--- Set of tasks ---
**a)** In the passage on multi-modal generative models below, why does the multi-wing harmonium model generate results only for classification and retrieval? Answer in one to three sentences.
**b)** List every abbreviation that the passage on multi-modal generative models below spells out in full, giving each with its full form.

-- start Page text --

The initial work of Xing et al. [] to model a joint distribution between images and text from an energy-based generative model is through the use of the multi-wing harmonium model, utilizing a two-layer random field, which is considered as a form of Restricted Boltzmann Machine (RBM). This RBM model uses Gaussian hidden units combined with Gaussian and Poisson visible units, and learning is performed by a derived contrastive divergence and variational algorithm. However, this model is too shallow to learn various data modalities with different statistical properties. So, the model only generates results for classification and retrieval.

Nitish et al. [], intending to deal with distinct statistical properties of multi-modal data, uses a separate 2-layer Deep Boltzmann Machine (DBM) for each modality as a generative model for obtaining a joint representation by combining features across modalities. For image–text bimodal DBM, the Gaussian model represents image features and a Replicated Softmax model for text features over word count. In this way, sampling from conditional distributions allows the model to learn representations even when some data modalities are missing. The experimental results on image–text and audio–video data represent the capability of this model as a classification or retrieval and still struggle for generation tasks.

Previous models on Conditional Random Fields (CRF) for text–image modality are limited to labels as text, whereas the text in natural form comprises sentences containing information about objects, attributes, and spatial relations. For this reason, Lawrence et al. [] explore learning visual features corresponding to semantic phrases derived from sentences. From sentences, extracted predicate tuples of two nouns and one relation along with CRF [] formulation with nodes as objects and edges as the relation form a scene. Since the goal is to relate images with sentence-based text, scene generation is still retrieval-based with the invention of a new dataset named abstract scenes.

Generally, multi-modal representation learning involves learning joint representations on top of model-specific network layers, as in [,]. However, it cannot reason about missing data in the presence of the rest, highlighting the insufficient association between different modalities. Therefore, improving joint representation learning for multi-modalities through deep generative models is the goal of Kihyuk et al. []. They suggested a novel multi-modal representation learning framework trained to maximize the variation of information rather than maximum likelihood. The use of the Multi-modal Restricted Boltzmann Machine (MRBM) with new contrastive divergence and multi-prediction training algorithms helped test this theoretical insight. Furthermore, the model extended with a deep recurrent network for finetuning achieved a significant performance on the visual recognition and retrieval task.

4.2. Auto-Regressive Models

Autoregressive (AR) models are feed-forward sequential models and predict future values based on the past ones. Unlike RNN, the past values act as input rather than the hidden state. Due to this, it applies to data having some correlation between values in time series and among one another. We group the models which employ this approach without any other generative model such as GAN or VAE under the autoregressive models for text-conditioned image generation.

-- end Page text --
-- start Listed entries --

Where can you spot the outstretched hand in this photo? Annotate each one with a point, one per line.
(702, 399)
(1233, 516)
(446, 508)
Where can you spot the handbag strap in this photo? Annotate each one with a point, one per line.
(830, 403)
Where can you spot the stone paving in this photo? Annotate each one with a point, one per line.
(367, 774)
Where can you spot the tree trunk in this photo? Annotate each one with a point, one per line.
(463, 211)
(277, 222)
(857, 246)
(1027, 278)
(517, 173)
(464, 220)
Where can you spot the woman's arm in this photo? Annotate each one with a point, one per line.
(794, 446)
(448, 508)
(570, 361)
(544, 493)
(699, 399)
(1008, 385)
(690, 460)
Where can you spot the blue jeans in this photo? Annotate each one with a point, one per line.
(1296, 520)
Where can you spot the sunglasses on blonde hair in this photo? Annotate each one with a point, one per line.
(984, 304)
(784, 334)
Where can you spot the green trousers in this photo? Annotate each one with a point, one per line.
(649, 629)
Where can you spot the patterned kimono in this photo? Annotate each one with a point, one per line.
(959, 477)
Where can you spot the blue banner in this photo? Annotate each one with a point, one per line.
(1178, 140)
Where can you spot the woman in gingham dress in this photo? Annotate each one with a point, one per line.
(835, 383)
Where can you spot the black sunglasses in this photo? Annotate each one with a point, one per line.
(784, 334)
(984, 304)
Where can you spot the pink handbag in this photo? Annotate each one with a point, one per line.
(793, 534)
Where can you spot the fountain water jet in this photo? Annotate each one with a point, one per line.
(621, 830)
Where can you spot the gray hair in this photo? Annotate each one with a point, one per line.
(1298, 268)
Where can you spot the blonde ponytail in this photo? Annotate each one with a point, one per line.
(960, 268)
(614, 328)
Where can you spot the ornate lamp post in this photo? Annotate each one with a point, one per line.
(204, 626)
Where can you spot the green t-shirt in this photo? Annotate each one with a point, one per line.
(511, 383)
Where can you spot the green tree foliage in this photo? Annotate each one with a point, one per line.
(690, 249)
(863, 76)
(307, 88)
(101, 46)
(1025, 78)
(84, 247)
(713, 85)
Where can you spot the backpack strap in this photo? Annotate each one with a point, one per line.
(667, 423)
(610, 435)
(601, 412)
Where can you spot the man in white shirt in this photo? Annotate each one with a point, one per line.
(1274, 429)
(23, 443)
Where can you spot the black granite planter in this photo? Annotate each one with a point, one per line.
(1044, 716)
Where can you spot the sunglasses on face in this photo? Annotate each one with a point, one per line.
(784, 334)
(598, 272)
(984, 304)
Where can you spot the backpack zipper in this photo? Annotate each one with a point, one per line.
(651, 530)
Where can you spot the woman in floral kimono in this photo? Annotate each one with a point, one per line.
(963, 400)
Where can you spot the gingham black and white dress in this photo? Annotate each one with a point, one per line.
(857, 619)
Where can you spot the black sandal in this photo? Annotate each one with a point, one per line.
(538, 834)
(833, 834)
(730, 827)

-- end Listed entries --

--- Expected results ---
**a)** The model is too shallow to learn various data modalities that have different statistical properties.

**b)**
RBM: Restricted Boltzmann Machine
DBM: Deep Boltzmann Machine
CRF: Conditional Random Fields
MRBM: Multi-modal Restricted Boltzmann Machine
AR: Autoregressive